Your tasks:
1. Set down the passage of the Korea travel post below that falls between "10 to 15 July, 2017" and "Korea has disappointed.", inclusive.
2. Take the South Korea travel post below further, writing on from its final sentence.

Article:
-=-=-=-=-

Current Travels

Walls and Borders - Boundaries Past and Present

10 to 15 July, 2017 - Suwon, Seoul, DMZ, Panmunjom - (South Korea)



Kimchi. The first few times it was served, we ate most of it. The next few times, some. And towards the end of the trip, I have eaten a bit and Jo has hardly touched it. The taste of spicy pickled cabbage is certainly not growing on us, despite (or perhaps because) it being served up twice a day with every meal. Other than the kimchi, and one or two other accompaniaments, not a single dish we have had in Korea has disappointed.

Back near Seoul, in Suwon, weather affected us for the first time. Persistent rain meant we spent the afternoon wandering in markets and drinking coffees instead of visiting the walls. Next morning, sun shining, we walked the entire 6 kilometres or so of the Suwon city walls. Certainly a trip highlight.

Paldalmun, Suwon
Paldalmun, Suwon
Also known as Nammun, or South Gate. Part of the amazing walls of Suwon.

-=-=-=-=-

Record extracts:
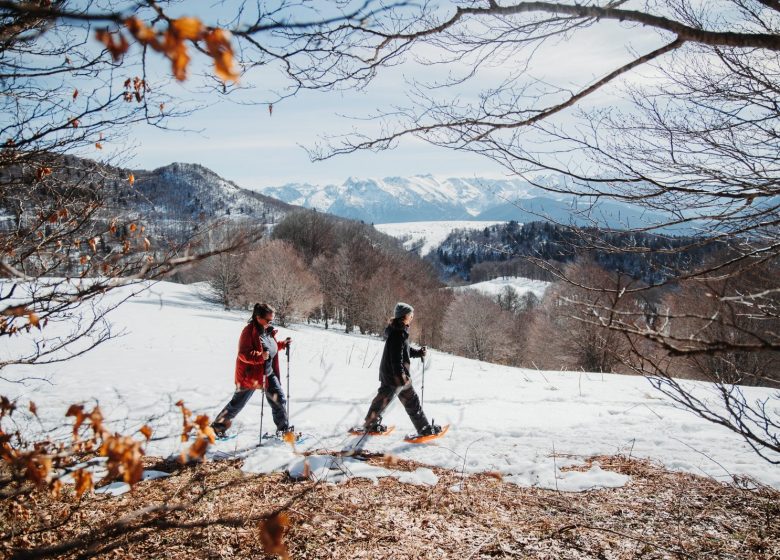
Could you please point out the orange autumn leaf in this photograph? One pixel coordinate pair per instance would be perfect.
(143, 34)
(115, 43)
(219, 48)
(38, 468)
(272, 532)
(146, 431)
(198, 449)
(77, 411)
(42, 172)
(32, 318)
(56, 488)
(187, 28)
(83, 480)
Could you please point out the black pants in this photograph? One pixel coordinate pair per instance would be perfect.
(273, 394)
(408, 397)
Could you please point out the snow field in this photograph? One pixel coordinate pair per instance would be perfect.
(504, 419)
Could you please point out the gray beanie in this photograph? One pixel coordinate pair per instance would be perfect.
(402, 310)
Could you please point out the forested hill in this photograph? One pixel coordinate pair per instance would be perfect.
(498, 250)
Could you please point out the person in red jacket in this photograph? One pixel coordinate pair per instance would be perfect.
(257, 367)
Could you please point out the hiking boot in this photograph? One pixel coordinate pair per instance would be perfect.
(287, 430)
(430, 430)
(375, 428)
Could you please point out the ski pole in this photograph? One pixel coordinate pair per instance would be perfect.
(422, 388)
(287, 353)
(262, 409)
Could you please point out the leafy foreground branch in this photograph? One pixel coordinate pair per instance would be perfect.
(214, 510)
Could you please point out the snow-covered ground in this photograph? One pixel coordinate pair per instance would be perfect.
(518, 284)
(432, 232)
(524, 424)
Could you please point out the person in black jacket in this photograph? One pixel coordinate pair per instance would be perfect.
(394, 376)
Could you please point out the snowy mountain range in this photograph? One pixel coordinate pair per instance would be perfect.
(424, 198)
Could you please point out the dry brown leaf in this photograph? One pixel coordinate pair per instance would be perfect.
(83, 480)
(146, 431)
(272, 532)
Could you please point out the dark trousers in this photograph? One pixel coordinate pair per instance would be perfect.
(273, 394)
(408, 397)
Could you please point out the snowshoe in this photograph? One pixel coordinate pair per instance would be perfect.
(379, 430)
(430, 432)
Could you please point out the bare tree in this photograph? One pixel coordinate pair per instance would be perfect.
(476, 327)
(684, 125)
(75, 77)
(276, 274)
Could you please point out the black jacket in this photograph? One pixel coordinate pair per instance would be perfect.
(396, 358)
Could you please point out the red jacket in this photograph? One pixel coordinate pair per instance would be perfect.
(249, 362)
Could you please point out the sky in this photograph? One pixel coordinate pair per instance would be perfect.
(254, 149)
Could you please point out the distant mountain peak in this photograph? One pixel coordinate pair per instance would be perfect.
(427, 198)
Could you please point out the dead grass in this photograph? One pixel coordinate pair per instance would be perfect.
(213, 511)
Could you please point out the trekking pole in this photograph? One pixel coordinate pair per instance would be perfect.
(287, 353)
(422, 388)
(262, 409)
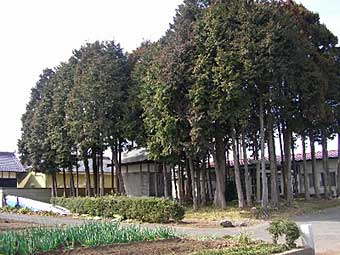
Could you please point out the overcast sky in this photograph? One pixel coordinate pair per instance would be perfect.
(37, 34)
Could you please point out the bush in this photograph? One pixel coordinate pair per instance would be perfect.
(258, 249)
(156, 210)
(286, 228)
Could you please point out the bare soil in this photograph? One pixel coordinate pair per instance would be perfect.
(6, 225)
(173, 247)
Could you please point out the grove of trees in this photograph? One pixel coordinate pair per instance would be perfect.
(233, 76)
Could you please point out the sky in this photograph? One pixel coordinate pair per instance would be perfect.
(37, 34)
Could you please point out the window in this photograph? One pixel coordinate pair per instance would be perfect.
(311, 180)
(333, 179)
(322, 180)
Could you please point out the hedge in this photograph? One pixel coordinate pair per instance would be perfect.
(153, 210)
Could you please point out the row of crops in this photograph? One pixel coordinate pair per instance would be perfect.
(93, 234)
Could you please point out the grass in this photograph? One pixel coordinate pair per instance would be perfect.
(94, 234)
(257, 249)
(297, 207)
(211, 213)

-=-=-=-=-

Set of answers:
1.
10 to 15 July, 2017 - Suwon, Seoul, DMZ, Panmunjom - (South Korea)



Kimchi. The first few times it was served, we ate most of it. The next few times, some. And towards the end of the trip, I have eaten a bit and Jo has hardly touched it. The taste of spicy pickled cabbage is certainly not growing on us, despite (or perhaps because) it being served up twice a day with every meal. Other than the kimchi, and one or two other accompaniaments, not a single dish we have had in Korea has disappointed.

2.
A Baby Raccoon
A Baby Raccoon
He looked too young to be on his own. Tentative and unsure, and not quite steady on his feet. But he found a nice spot in the sun, back against the city wall, and promptly went to sleep.


Tolling the Hyowon Bell
Tolling the Hyowon Bell
Not too much effort was required. Long after the initial "bong" rung out, it was still humming, a low vibration taking a minute or more to fully dissipate from the large bronze bell. We leant back against it and let the resonance ripple through our backs like a little massage.


Walls of Suwon
Walls of Suwon
A section of the impressive walls, snaking around and over the hills. We walked the entire length, nearly 6 kilometres.


The Watergate, Hwahongmon
The Watergate, Hwahongmon
As depicted on the Hyowon Bell!


Jeongjadong Cathedral, Suwon
Jeongjadong Cathedral, Suwon
The massive cathedral dwarfing everything around it, beyond the city walls of Suwon.


Back to Seoul for the last few nights of our holiday.

Highlights from a Seoul Menu
Highlights from a Seoul Menu
This menu had a number of gems. But these four particularly tickled our fancies. Not sure if any of it is not in public morals, but good anchovies over my body may be pushing the boundaries a bit.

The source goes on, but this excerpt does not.